## [Given instruction]
Rewrite the listing below as a JSON list of strings, with one string for each line and blank lines omitted.
-- START Data provided --
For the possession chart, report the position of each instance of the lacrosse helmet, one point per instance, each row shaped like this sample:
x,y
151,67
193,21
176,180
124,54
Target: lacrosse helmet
-- END Data provided --
## [Reply to the exercise]
[
  "For the possession chart, report the position of each instance of the lacrosse helmet, one point per instance, each row shaped like this sample:",
  "x,y",
  "151,67",
  "193,21",
  "176,180",
  "124,54",
  "Target: lacrosse helmet"
]